■ Page excerpt ■
◆ ◆ ◆ ◆ ◆

# Ipod Classic



## roalex (Mar 21, 2004)

This is my question:


I manage a restaurant that has 6 small rooms and in each room it has a speaker and right now I play the music through and old cd player that holds up to 100 discs no the question is can I use an Ipod instead of this player?

let me tell you also that the player has a botton so I can control the volume of the music per room just in case if some private parties do not like the music so loud is Ipod recommendable or what else would be my option?

thank you


----------



## shoemakerluis (Aug 2, 2008)

this fully depends on what the setup is like between the player and the speakers.

you mentioned the cd player has individual controls for different channels built in? if this is the case, it has some sort of a build in channel mixer which you would need to replace with something if you get rid of the player.

easier option would be to check, if the player has any sort of audio-in plugin. even some older stereo setups have some sort of an aux-in/microphone plug, into which you could hook up an ipod and play it through the current player. that way you dont have to worry about getting a new mixer.


----------



## Braydenmartindal (Aug 3, 2008)

Well If you want to controll the volume of different rooms stick with what you have because an iPod has only one volume control for everything connected to it I recomend some sort of program on a computer with an attatched hard drive would be cool becuase you can get the most out of your music systems though in a restaurent (no disrespect just mentioning) peoples main concern is eating  but if you dont care about controlling the volume of individual rooms I suggest a Apple TV


----------



## DoubleHelix (Dec 10, 2004)

◆ ◆ ◆ ◆ ◆

■ Tasks for this exercise ■
1. Can you set down the part of the iPod forum thread between "you mentioned the" and "of the player.", inclusive?
2. In the iPod forum thread, why does Braydenmartindal advise keeping the current player if controlling the volume of each room matters? Answer in one to three sentences.
3. Could you continue the iPod forum thread from where it stops?

■ Records shown ■
◆ ◆ ◆ ◆ ◆

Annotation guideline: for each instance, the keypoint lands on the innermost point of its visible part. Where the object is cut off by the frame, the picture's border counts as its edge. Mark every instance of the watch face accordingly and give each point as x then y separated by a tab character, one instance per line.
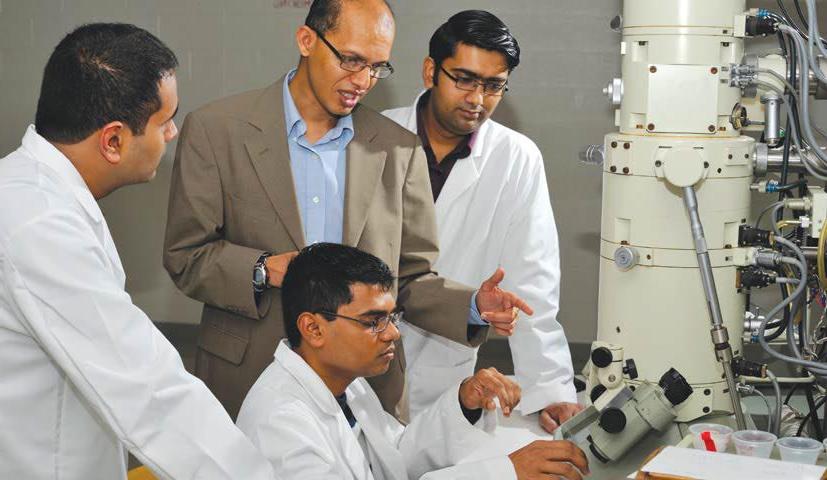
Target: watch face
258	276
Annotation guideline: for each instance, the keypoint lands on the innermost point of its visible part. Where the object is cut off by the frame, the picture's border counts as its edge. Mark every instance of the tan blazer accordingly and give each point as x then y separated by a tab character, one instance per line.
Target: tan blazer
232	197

◆ ◆ ◆ ◆ ◆

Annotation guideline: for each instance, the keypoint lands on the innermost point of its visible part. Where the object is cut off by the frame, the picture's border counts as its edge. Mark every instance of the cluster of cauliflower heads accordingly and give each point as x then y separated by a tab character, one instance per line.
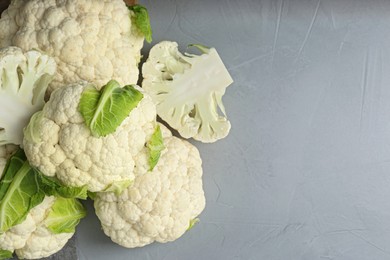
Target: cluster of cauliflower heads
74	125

◆ ◆ ◆ ◆ ◆

■ Responses to the exercise ■
1.
you mentioned the cd player has individual controls for different channels built in? if this is the case, it has some sort of a build in channel mixer which you would need to replace with something if you get rid of the player.

2. An iPod has only one volume control for everything connected to it, so it could not set a separate volume for each room the way the current player does.

3.
Apple TV for music? That seems like over-kill. Either a sound system with an iPod dock or one of the many accessories to connect an iPod to a stereo would work and be much simpler and cheaper.


----------



## Braydenmartindal (Aug 3, 2008)

Well the apple tv has built in Airport so wirelessly gets music from a server or computer desktop laptop etc iPod on the other hand has to have iTunes and use battery power and Apple tv You get a bit more for your money and has a built in HD while iPods depening on model have different sizes and cost even more than apple tv for the equivilant Apples Reps told me when i was last in the Apple store if im not planning on bring it all ver the place you get a much better unit when you buy apple tv and cheaper if you get an equivilant ipod


----------



## DoubleHelix (Dec 10, 2004)

You can connect an iPod directly to a sound system. No computer required.


----------



## Braydenmartindal (Aug 3, 2008)

Yeah but iPods dont come with preloaded music therefor you need a computer to put sound on then buy a 60$ ac charger because they charge from the usb of a computer so yes a computer is required


----------



## DoubleHelix (Dec 10, 2004)

Good grief. Yes, you need a computer to load the music to the iPod, but you certainly do not need one to play it back.


----------



## Braydenmartindal (Aug 3, 2008)

But You dont need a computer to play music back from a Apple TV Either but instead of connecting it you can consistantly have your entire music library transfered to your Apple TV


----------



## Braydenmartindal (Aug 3, 2008)

thomasz said:


> That's great if you have a new ipod.


You dont Need an iPod just music as you would need music for an iPod Have you confirmed this site isnt a scam to steal your money ? I have ran into alot that seem alot like this one


----------



## shoemakerluis (Aug 2, 2008)

Braydenmartindal said:


> Yeah but iPods dont come with preloaded music therefor you need a computer to put sound on then buy a 60$ ac charger because they charge from the usb of a computer so yes a computer is required


everything after your first answer is just highly confusing and in no way contributing to the original question. perhaps its worth assuming the guy has a computer and knows how an ipod works if he is considering using one.


----------



## Braydenmartindal (Aug 3, 2008)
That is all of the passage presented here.